The aim of the fund is simple: to achieve long-term capital appreciation. The managers – ex-Liontrust stars Jeremy Lang (pictured) and William Pattisson, along with Ben Fitchew and Gianluca Monaco – have an interesting approach to stockpicking, focusing on behavioural bias and the psychology behind the market.

“We are pretty obsessed with psychology and have spent a lot of time defining our process,” Mr Fitchew says. The fund’s managers seek to understand the three areas of the market, he says. First is the main part, company management, which is the central source of all risk in the market. They then combine looking for that low-risk company management in two different ways – relatively low-risk, fast-growing stocks that are misunderstood by sell-side analysts and value stocks, where there is constrained management behaviour as a result of some trauma.

The fund, says Mr Fitchew, is adopting a “barbell approach”, looking for beaten-up stocks and interesting, fast-growing companies. “On the growth side, one driving theme has been the fast-growing internet companies and in healthcare we have seen an interesting skew to biotech businesses, crowding out, to some extent, the big pharma businesses,” he says.

“On the value side, we look for investor bias – where stocks have a traumatic past, for example. Airlines, have seen consolidation and, combined with investor wariness of airline businesses, we have found some good opportunities, particularly in the low-cost operators.”

The fund itself is described as a 150/50 fund, which means it has net long and net short positions. At the time of writing, the portfolio was made up of roughly 450 long positions and 80 short positions.

“We use the short book with the long book to smooth out the volatility of the overall fund, and that has worked exactly as planned in the fund [so far],” Mr Monaco explains. “Forecasting is very difficult, so we would never use the short book to hedge against predicted macro events that might never happen.”

Mr Fitchew adds: “We see the short book not as hedging out specific exposures – we are structurally net long – the point of the short book is a ‘bleed strategy’, so in bull markets the short book would tend to go up, but it is there for those market shake-ups in which it can provide protection.”

§ **DATASET EXTRACT**
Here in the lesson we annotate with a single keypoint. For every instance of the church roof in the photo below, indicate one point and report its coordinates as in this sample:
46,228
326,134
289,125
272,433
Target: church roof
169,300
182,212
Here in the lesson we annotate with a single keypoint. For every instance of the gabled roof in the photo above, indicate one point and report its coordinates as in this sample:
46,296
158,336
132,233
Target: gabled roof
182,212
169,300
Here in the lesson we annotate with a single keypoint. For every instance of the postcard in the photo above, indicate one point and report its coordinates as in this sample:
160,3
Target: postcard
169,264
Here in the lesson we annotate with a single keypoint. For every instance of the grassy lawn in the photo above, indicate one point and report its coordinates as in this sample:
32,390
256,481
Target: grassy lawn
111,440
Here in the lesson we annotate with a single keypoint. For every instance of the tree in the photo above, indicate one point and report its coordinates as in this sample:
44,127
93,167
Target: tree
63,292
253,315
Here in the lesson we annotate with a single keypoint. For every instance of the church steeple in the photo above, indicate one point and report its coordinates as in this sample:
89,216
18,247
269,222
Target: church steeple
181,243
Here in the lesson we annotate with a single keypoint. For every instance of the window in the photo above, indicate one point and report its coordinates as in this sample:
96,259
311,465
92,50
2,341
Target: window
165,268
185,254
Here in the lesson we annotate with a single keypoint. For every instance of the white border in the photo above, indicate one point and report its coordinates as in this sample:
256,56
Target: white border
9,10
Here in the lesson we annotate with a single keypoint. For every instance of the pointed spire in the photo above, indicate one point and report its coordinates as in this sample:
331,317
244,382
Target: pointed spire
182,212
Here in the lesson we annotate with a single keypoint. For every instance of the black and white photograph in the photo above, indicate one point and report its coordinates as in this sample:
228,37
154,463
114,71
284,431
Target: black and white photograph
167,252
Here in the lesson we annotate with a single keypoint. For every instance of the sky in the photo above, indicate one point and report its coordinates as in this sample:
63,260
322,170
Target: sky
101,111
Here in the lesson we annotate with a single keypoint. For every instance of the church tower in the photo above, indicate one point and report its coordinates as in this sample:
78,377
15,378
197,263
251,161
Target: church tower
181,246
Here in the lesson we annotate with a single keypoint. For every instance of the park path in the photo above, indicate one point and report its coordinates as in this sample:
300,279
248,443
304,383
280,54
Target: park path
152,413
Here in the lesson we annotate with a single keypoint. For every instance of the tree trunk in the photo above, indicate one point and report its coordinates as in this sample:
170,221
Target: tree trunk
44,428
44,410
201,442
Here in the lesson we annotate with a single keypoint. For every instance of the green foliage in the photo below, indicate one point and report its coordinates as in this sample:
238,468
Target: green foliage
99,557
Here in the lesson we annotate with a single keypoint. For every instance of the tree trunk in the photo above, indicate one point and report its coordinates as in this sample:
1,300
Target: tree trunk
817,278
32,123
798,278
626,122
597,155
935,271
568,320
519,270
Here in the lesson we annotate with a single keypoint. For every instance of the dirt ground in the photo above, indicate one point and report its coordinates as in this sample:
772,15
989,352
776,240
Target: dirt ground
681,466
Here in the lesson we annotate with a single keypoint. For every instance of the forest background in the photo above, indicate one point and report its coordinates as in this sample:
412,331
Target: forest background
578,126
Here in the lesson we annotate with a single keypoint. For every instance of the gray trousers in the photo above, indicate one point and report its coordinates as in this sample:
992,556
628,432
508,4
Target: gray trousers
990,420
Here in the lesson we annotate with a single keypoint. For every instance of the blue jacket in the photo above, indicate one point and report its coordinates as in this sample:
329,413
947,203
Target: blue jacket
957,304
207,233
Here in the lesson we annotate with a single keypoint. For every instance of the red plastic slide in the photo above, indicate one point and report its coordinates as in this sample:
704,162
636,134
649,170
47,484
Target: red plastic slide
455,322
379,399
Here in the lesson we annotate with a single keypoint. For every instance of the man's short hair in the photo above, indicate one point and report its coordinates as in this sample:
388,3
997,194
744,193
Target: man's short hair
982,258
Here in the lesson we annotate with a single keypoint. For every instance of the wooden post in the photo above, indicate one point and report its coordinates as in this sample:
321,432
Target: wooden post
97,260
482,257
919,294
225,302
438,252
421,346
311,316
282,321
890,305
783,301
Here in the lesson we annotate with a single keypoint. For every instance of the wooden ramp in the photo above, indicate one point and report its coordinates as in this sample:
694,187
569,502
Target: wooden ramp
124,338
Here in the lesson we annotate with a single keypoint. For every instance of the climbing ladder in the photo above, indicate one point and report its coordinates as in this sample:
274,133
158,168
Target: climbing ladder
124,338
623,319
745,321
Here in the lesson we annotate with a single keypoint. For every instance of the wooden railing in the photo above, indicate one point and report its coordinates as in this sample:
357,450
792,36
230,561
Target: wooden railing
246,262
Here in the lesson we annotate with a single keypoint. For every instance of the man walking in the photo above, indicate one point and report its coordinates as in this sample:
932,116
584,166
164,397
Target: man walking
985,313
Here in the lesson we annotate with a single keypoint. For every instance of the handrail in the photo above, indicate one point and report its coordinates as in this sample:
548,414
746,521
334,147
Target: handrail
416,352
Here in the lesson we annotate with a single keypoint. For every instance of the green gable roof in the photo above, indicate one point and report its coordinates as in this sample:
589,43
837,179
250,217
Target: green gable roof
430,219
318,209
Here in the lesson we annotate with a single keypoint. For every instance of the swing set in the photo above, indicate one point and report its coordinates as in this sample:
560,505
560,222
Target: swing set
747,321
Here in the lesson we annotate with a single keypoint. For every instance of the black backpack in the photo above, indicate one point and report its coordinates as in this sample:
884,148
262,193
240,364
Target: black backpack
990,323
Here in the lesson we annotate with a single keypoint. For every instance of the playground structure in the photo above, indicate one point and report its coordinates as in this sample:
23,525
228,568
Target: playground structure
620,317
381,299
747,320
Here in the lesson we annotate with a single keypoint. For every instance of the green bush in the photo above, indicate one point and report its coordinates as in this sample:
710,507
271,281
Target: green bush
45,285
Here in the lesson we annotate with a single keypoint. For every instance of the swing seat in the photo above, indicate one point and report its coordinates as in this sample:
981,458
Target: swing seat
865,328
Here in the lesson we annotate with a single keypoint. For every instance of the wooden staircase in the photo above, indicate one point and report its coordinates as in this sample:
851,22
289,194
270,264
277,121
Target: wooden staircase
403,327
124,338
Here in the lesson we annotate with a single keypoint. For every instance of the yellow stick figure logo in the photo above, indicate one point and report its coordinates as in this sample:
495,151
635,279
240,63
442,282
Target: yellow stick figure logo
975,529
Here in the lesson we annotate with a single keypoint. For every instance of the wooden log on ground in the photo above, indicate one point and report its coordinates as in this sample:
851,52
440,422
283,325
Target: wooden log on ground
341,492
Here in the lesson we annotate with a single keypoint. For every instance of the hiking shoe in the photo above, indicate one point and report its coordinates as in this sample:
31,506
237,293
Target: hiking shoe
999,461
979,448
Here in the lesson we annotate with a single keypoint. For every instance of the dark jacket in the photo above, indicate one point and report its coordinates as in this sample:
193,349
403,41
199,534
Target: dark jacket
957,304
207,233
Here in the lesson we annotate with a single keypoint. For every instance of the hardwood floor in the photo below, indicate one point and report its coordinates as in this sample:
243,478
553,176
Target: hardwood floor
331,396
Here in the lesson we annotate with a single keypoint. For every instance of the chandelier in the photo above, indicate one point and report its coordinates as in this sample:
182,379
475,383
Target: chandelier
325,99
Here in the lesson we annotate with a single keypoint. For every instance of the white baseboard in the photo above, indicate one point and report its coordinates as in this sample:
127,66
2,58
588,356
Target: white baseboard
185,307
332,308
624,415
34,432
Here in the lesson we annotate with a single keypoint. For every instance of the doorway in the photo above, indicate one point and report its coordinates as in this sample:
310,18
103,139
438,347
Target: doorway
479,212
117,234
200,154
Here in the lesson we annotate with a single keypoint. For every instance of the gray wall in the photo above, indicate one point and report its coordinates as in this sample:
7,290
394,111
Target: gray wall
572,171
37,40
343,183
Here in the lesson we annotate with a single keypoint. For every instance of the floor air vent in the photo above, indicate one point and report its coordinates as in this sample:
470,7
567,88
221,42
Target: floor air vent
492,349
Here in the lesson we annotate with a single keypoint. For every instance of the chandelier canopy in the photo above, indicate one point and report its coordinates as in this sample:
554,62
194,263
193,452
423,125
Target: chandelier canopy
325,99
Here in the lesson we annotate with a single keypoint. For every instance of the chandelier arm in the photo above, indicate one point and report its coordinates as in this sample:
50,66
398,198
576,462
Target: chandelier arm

§ **EXERCISE TASKS**
**A.** Transcribe the fund profile from "The fund itself" to "80 short positions.".
**B.** Answer these questions using the fund profile:
(i) What is the stated aim of the fund?
(ii) What name does Mr Fitchew give to the approach the fund is adopting?
(iii) Roughly how many long positions made up the portfolio at the time of writing?
The rows are not needed for this work.

§ **SOLUTIONS TO THE PROBLEMS**
**A.**
The fund itself is described as a 150/50 fund, which means it has net long and net short positions. At the time of writing, the portfolio was made up of roughly 450 long positions and 80 short positions.

**B.**
(i) To achieve long-term capital appreciation.
(ii) A "barbell approach."
(iii) Roughly 450.